[begin Records supplied]

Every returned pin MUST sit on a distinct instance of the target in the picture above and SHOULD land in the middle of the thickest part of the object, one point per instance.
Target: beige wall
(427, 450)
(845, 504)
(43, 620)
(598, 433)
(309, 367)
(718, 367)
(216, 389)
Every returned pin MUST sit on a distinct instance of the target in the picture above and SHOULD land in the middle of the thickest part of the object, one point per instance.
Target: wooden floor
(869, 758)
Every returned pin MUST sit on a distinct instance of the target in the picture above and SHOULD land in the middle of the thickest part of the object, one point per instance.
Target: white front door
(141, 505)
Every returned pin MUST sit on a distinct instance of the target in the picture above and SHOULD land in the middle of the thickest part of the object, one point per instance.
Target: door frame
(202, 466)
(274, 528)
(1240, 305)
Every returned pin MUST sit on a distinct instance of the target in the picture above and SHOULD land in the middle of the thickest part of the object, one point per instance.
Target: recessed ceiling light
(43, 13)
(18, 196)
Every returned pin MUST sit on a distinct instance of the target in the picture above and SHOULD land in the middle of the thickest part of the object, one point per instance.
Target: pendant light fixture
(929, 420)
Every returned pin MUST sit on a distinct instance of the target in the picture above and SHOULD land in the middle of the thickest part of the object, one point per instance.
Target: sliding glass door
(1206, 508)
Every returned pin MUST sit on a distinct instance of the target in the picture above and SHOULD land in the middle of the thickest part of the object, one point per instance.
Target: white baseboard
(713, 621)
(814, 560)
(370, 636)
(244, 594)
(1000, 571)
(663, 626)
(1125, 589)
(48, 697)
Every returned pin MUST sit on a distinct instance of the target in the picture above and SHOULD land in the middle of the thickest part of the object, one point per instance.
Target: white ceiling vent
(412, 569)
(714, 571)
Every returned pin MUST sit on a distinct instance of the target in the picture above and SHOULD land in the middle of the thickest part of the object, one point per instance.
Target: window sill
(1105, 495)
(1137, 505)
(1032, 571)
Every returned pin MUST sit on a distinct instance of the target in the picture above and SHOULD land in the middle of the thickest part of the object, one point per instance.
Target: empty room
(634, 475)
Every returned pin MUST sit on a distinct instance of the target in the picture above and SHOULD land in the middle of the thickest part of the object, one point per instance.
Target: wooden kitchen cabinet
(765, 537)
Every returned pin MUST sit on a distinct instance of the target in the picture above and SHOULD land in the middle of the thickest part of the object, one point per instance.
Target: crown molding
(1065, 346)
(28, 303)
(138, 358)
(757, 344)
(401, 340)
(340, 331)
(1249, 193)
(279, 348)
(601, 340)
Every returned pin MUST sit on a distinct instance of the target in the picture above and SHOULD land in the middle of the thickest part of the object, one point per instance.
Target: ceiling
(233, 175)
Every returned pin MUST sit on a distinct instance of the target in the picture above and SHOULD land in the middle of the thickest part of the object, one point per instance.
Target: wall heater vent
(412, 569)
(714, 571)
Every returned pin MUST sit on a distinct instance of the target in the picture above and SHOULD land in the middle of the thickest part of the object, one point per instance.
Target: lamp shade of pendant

[end Records supplied]

Write out every one of the rows above again, swapping "pin" for "marker" wherever it occurs and leaving the rest untouched.

Every returned marker MUST sit on a distinct instance of the target in the picture above and SHOULD land in the middle of the thickest part of the object, one point per instance.
Target: beige wall
(427, 450)
(845, 504)
(43, 620)
(598, 433)
(309, 367)
(718, 367)
(216, 389)
Every returned marker MUST sit on a distinct instance of the target in the picture above and SHOULD land in the middle of the thickest part of the object, one point per instance.
Target: wooden floor
(869, 758)
Every returned marker MUST sit on a distinct instance of the target in the picture above and SHOULD land in the middle of the thickest part of the object, one point per instance.
Target: white front door
(141, 505)
Every returned marker MUST sit on a distinct instance of the target in the picture above and SHOULD land in the middle of the thickest part of the object, one point per instance.
Target: door frame
(202, 466)
(274, 528)
(1240, 305)
Every returned marker MUST sit on a distinct instance of the target in the picture above and SHOULD land in the middle of the thickest part of the object, one point per instance.
Target: recessed ceiling light
(43, 13)
(18, 196)
Every returned marker MUST sit on a distinct instance of the target in the picture above and SHOULD land in the middle of the thickest part of the object, one point per instance.
Target: pendant light fixture
(929, 420)
Every returned marker MUST sit on a distinct instance of the target in the picture above and SHOULD land in the middle of the thickest part of the object, one point per instance.
Target: sliding glass door
(1206, 508)
Every returned marker MUST sit on a distinct instance of the target in the picture above and SHOULD land in the middle of the thickest part of the object, one point per instance.
Target: white baseboard
(713, 621)
(814, 560)
(370, 636)
(244, 594)
(1000, 571)
(663, 626)
(1125, 589)
(48, 697)
Every returned marker MUST sit on a distinct instance of the target in the picture above and SHOULD land in the middle of the thickest part of the object, one point per instance.
Target: white ceiling vent
(412, 569)
(714, 571)
Every returned marker MUST sit on a distinct instance of the target in the picture above and SHOULD land in the middle of the thickest part of the object, one point per instance.
Target: window sill
(1105, 495)
(1137, 505)
(1032, 571)
Every returned marker MUST sit on a distinct instance of the target in the picture above and SHOULD land in the middle of the thickest part of the object, one point per instance.
Target: empty room
(634, 475)
Every returned marker MUST sit on a distinct instance of the target in the picture above and SHOULD land in the middle of the thickest part of the object, one point per instance.
Target: wooden kitchen cabinet
(765, 537)
Every returned marker MUST sit on a distinct instance of the target in the picture above and SHOULD land in the middle of the thickest part of the object, one point per instance.
Target: crown molding
(1065, 346)
(28, 303)
(138, 358)
(757, 344)
(401, 340)
(340, 331)
(1249, 193)
(279, 348)
(601, 340)
Every returned marker MUST sit on a distinct instance of the target in the picture above and SHOULD land in the middle of the thickest part of the object, one point per instance.
Target: ceiling
(233, 175)
Every returned marker MUST sit on a distinct instance of the target in the picture above and SHOULD land in the middle of the thickest part of the object, one point per instance.
Target: wall heater vent
(412, 569)
(714, 571)
Every returned marker MUST sit on a distinct instance of the target in the picture above and SHOULD land in the middle of the thickest part of the object, one point per instance.
Target: lamp shade of pendant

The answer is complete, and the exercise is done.